(The tasks):
1. According to the Fukushima text, how many spent fuel rods were stored in the pond of reactor 4?
2. Repeat the passage of the Fukushima text that opens with the words containing "There are strong" and closes with "in spent fuel).".

(Provided text):
__________

On March 11th 2011 a huge earthquake (14h46 local time) and the following tsunami (15h35 local time) caused the cooling of the reactors and the cooling of the spent fuel pools of the Fukushima Daiichi nuclear plants to fail. A non-stoppable nuclear disaster unveiled.

The release of radioactive material occurred through pressure relief, uncontrolled release of radioactive steam, fires, explosions and leakage and seepage of hundreds of thousands of litres of contaminated water.

Contrary to the Chernobyl disaster (1986) this disaster happened in multiple reactors at once – and it is still ongoing. 

Chronology of the meltdowns

Reactor 1:

Immediately after the earthquake radio-active gases (xenon) are measured: the reactor is leaking. Within hours, the fuel – due to the failure of the cooling systems and the evaporation of cooling water - melts completely.

The molten nuclear fuel first accumulates at the bottom of the reactor pressure vessel. More and more holes are forming and the bottom melts. The steam of the evaporated water forms hydrogen and oxygen, a highly volatile mix which reacts with the zirconium alloy of the fuel rods. On March 12, at 15h25 local time, a hydrogen explosion tears the building apart.

In an attempt to solve the problem, 8000 litres of water are pumped into the reactor per hour, but it completely evaporates or runs away, through the wrecked vessel into the basement.

Reactor 2:

Also a complete meltdown. At 06h10 local time on March 14th an explosion and a leak occurred in the containment building. A plume of radioactive white steam is seen outside the buildings. More than 10.000 litre of water per hour are pumped into the reactor.

Months after the disaster it becomes crystal clear that the molten cores in the reactors 1, 2 and 3, lie as lava on the floors of the reactor buildings and that further meltdowns can only be prohibited by constantly, 24/7, pumping large amounts of water into the buildings.

Reactor 3:

This reactor also faces a full-meltdown due to loss of coolant. On March 14, at 11h01 local time, an enormous explosion disseminates large amounts of radioactive fission products. The wind distributes them mainly in a northwest direction.

There are strong scientific indications that a partial nuclear explosion of the nuclear fuel takes place at this moment in the spent fuel pool, caused primarily by an hydrogen explosion. This could explain the much bigger explosion than the one that took place in reactor 1. Until today the Japanese authorities have not released the data of the measurements that could shine a light on this issue (as one can identify specific isotopes that only occur in spent fuel).

Reactor 4:

This reactor was turned off for maintenance work at the time of the earthquake. But without cooling the pond, where 1331 spent fuel rods were stored, it also heated up, the cooling water evaporated and a hydrogen explosion occurred. At 06h12 local time the building disintegrated, the rooftop was blown away and the pond started to leak.

Up to 210.000 litres of water had to be injected every day to cool the pond – which is an open air basin without any protection. The water evaporated and leaked away.

In the years after the reactor building was more-or-less stabilised by an overarching structure and in December 2014 all fuel rods were recovered and transferred to a central interim storage facility.

__________

(Data excerpts):
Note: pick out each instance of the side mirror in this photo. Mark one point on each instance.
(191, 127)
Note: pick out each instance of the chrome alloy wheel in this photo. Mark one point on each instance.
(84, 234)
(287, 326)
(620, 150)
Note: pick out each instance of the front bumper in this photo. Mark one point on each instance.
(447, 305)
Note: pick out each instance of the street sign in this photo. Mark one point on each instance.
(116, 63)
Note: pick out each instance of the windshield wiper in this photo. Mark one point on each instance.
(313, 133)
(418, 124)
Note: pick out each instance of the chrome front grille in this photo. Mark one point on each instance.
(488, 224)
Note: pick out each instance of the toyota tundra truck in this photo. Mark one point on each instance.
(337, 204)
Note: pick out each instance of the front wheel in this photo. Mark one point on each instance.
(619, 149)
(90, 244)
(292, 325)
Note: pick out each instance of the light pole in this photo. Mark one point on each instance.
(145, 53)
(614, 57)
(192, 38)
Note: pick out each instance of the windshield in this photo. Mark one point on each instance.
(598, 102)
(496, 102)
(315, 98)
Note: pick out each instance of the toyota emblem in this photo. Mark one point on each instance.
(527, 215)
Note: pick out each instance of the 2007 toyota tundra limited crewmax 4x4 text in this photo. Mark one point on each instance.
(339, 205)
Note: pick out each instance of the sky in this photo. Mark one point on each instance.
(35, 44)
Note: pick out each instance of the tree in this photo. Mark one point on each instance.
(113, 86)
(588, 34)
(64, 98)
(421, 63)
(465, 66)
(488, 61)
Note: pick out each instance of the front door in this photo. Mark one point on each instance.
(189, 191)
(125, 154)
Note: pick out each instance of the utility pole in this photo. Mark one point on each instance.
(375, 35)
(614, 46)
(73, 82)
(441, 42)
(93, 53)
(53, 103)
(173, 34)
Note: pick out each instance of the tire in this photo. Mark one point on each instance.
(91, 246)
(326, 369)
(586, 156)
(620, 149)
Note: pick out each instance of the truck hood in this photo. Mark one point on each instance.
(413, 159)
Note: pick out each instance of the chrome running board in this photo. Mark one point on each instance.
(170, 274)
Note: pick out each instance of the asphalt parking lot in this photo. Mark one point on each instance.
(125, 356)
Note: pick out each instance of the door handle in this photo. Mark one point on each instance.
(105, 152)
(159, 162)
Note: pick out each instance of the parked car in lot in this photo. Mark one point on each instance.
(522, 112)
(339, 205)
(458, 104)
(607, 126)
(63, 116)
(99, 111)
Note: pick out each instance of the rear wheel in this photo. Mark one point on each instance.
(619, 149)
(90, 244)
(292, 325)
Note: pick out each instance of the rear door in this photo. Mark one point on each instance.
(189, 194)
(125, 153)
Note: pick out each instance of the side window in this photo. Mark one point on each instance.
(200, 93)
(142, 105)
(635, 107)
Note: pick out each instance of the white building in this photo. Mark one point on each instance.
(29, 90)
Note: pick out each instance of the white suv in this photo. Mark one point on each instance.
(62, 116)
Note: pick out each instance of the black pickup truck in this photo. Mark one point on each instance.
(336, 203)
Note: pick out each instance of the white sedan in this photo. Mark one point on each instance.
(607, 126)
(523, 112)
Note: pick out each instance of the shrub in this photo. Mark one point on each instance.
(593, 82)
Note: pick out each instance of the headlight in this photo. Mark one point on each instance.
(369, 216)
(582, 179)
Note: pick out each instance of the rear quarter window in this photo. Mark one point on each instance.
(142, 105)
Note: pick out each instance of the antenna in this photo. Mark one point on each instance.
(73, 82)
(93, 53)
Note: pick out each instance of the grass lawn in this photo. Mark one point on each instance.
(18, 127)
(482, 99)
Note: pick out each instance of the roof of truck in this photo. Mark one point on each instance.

__________

(Task solutions):
1. 1331 spent fuel rods.

2.
There are strong scientific indications that a partial nuclear explosion of the nuclear fuel takes place at this moment in the spent fuel pool, caused primarily by an hydrogen explosion. This could explain the much bigger explosion than the one that took place in reactor 1. Until today the Japanese authorities have not released the data of the measurements that could shine a light on this issue (as one can identify specific isotopes that only occur in spent fuel).